=== Short task ===
Switch every "mask" to "silhouette" in the listing below and give back its lines with nothing else changed, leaving out the pictures.

=== Available records ===
-- BEGIN --

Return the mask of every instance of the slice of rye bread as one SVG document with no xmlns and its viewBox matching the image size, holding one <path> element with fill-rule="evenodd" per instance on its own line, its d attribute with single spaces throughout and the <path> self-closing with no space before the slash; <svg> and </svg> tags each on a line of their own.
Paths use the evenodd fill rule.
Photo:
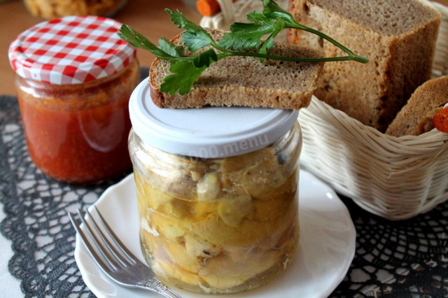
<svg viewBox="0 0 448 298">
<path fill-rule="evenodd" d="M 384 132 L 415 89 L 430 78 L 441 16 L 417 0 L 291 0 L 290 12 L 323 31 L 366 64 L 326 63 L 315 95 Z M 308 32 L 290 30 L 288 41 L 346 55 Z"/>
<path fill-rule="evenodd" d="M 225 33 L 218 29 L 207 30 L 216 41 Z M 172 41 L 176 45 L 182 44 L 181 34 Z M 322 57 L 321 52 L 316 50 L 279 43 L 269 53 L 302 58 Z M 212 64 L 200 76 L 187 94 L 176 92 L 170 95 L 160 91 L 163 79 L 170 74 L 170 65 L 158 58 L 150 69 L 151 98 L 160 108 L 243 106 L 298 110 L 309 104 L 323 68 L 323 63 L 274 59 L 265 59 L 261 63 L 255 57 L 230 57 Z"/>
<path fill-rule="evenodd" d="M 434 128 L 433 117 L 448 103 L 448 76 L 419 87 L 386 131 L 395 136 L 418 136 Z"/>
</svg>

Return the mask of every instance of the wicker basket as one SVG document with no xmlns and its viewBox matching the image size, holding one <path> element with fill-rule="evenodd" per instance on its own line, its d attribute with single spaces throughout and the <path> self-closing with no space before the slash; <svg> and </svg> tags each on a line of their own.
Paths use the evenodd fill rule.
<svg viewBox="0 0 448 298">
<path fill-rule="evenodd" d="M 448 74 L 448 8 L 420 1 L 442 13 L 433 74 Z M 233 8 L 232 0 L 218 2 L 226 8 L 204 17 L 202 25 L 226 29 L 248 11 L 262 9 L 260 0 L 239 0 Z M 279 1 L 284 7 L 287 2 Z M 316 97 L 300 111 L 299 121 L 302 164 L 363 209 L 402 220 L 448 199 L 448 134 L 433 129 L 420 136 L 386 135 Z"/>
</svg>

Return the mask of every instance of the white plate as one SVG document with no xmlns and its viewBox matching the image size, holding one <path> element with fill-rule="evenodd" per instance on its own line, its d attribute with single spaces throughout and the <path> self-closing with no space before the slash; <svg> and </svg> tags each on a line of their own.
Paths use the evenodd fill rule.
<svg viewBox="0 0 448 298">
<path fill-rule="evenodd" d="M 108 188 L 95 205 L 128 248 L 144 262 L 134 185 L 131 174 Z M 299 197 L 300 246 L 290 267 L 267 285 L 225 297 L 326 297 L 342 281 L 354 256 L 356 236 L 347 208 L 331 188 L 302 170 Z M 81 243 L 76 236 L 75 260 L 84 281 L 97 297 L 161 297 L 114 283 L 97 267 Z M 216 297 L 174 290 L 185 298 Z"/>
</svg>

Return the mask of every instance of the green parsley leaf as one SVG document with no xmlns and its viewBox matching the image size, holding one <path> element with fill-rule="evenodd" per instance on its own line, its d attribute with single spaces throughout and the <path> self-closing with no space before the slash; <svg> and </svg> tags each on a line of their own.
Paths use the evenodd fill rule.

-- END --

=== Exercise answer ===
Return the silhouette of every instance of the slice of rye bread as one SVG document with no xmlns and its viewBox matching the image size, holding one <path> element with fill-rule="evenodd" per instance on its own line, its d attribute with single spaces throughout and the <path> self-closing with no space before the slash; <svg> and </svg> tags each on a line of their own.
Paths use the evenodd fill rule.
Photo:
<svg viewBox="0 0 448 298">
<path fill-rule="evenodd" d="M 384 132 L 415 89 L 430 78 L 441 16 L 417 0 L 291 0 L 290 12 L 323 31 L 366 64 L 326 63 L 315 95 Z M 308 32 L 290 30 L 288 41 L 346 55 Z"/>
<path fill-rule="evenodd" d="M 225 33 L 218 29 L 207 30 L 216 41 Z M 172 41 L 176 45 L 182 44 L 181 34 Z M 322 57 L 321 52 L 316 50 L 279 43 L 269 53 L 302 58 Z M 212 64 L 200 76 L 187 94 L 176 92 L 170 95 L 160 91 L 163 79 L 170 74 L 170 65 L 158 58 L 150 69 L 151 98 L 160 108 L 243 106 L 298 110 L 309 104 L 323 68 L 323 63 L 274 59 L 265 59 L 261 63 L 255 57 L 230 57 Z"/>
<path fill-rule="evenodd" d="M 434 128 L 433 117 L 448 103 L 448 76 L 419 87 L 386 131 L 395 136 L 418 136 Z"/>
</svg>

Return the silhouette of every instance of the wicker basket as one SVG document with no xmlns and its viewBox matching the image size, holding one <path> element with fill-rule="evenodd" per instance on its own line, its d attribute with single spaces throughout and the <path> self-closing with no space before the slash; <svg> and </svg> tags each on a line of their own.
Paths use the evenodd fill rule.
<svg viewBox="0 0 448 298">
<path fill-rule="evenodd" d="M 448 74 L 448 8 L 420 1 L 442 13 L 433 74 Z M 233 8 L 232 0 L 218 2 L 226 8 L 204 17 L 202 25 L 226 29 L 248 11 L 262 9 L 260 0 L 239 0 Z M 279 1 L 284 7 L 287 2 Z M 316 97 L 300 111 L 299 121 L 302 164 L 363 209 L 402 220 L 448 199 L 448 134 L 433 129 L 420 136 L 386 135 Z"/>
</svg>

Return the silhouette of every instance of the white plate as one SVG document with no xmlns and its viewBox matching the image size, holding one <path> element with fill-rule="evenodd" per instance on its own line, its d attribute with single spaces throughout and the <path> self-closing with no space before the slash; <svg> and </svg> tags each on a line of their own.
Paths use the evenodd fill rule.
<svg viewBox="0 0 448 298">
<path fill-rule="evenodd" d="M 108 188 L 95 205 L 128 248 L 144 262 L 134 185 L 131 174 Z M 299 197 L 300 246 L 290 267 L 267 285 L 225 297 L 326 297 L 342 281 L 354 256 L 356 236 L 347 208 L 331 188 L 302 170 Z M 81 243 L 76 236 L 75 260 L 84 281 L 97 297 L 161 297 L 114 283 L 97 267 Z M 216 297 L 174 290 L 185 298 Z"/>
</svg>

Return the silhouette of every instance of the green parsley leaf as one SVG document with no xmlns and its viewBox matching the image size, holding one <path> element with fill-rule="evenodd" per instance on its own line, its d attribute with single spaces throughout and the <path> self-closing with no space before the slash; <svg> and </svg> tags each on a line of their own.
Paths use the evenodd fill rule.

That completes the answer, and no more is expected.